--- DESCRIPTION OF THE TASK ---
Repeat the lines beginning at the one with "Reviewer note: confirm one keypoint per instance of the zipper" and running to the end of the material, keeping the first and last of them, exactly as they appear.

== DATA FOR THIS TASK ==

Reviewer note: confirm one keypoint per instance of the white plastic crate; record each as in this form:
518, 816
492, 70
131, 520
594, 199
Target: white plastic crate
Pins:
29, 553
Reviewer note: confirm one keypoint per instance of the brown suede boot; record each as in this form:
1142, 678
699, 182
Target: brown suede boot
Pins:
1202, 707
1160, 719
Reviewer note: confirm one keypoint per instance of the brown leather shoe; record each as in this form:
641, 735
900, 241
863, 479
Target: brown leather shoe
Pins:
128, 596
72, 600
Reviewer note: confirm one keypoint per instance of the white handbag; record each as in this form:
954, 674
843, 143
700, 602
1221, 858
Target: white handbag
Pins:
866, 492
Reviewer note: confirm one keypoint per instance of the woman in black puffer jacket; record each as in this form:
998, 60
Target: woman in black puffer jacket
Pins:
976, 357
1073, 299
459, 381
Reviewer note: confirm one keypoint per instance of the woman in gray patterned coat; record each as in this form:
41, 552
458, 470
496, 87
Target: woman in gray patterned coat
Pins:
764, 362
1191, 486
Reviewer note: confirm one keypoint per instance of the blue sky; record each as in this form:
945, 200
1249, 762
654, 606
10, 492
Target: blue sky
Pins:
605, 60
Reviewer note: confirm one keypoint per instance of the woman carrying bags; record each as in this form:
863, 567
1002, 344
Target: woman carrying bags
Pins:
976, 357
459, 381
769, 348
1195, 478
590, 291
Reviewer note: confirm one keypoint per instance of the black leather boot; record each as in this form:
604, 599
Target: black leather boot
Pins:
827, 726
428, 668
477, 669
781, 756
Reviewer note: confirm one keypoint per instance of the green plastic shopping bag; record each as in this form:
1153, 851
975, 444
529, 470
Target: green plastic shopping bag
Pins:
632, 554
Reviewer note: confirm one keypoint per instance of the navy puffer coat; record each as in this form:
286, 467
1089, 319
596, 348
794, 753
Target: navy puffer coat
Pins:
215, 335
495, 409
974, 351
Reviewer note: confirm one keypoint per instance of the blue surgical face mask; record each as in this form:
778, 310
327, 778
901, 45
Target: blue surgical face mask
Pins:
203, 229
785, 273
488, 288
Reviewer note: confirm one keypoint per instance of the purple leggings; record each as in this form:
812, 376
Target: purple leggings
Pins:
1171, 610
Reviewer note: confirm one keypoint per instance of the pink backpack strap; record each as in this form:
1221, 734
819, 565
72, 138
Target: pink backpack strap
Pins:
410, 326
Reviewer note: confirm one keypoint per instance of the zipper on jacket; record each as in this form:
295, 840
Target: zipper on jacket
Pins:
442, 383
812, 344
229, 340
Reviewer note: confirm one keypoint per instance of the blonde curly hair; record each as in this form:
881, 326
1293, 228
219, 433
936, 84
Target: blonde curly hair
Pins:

===

--- REPLY TO THE EXERCISE ---
Reviewer note: confirm one keypoint per instance of the zipper on jacket; record each as in this form:
295, 840
Target: zipper on jacket
Pins:
442, 383
812, 344
229, 340
Reviewer note: confirm one keypoint per instance of the blonde curly hair; record each as in this form:
881, 326
1293, 228
219, 433
936, 84
Target: blonde curly hair
Pins:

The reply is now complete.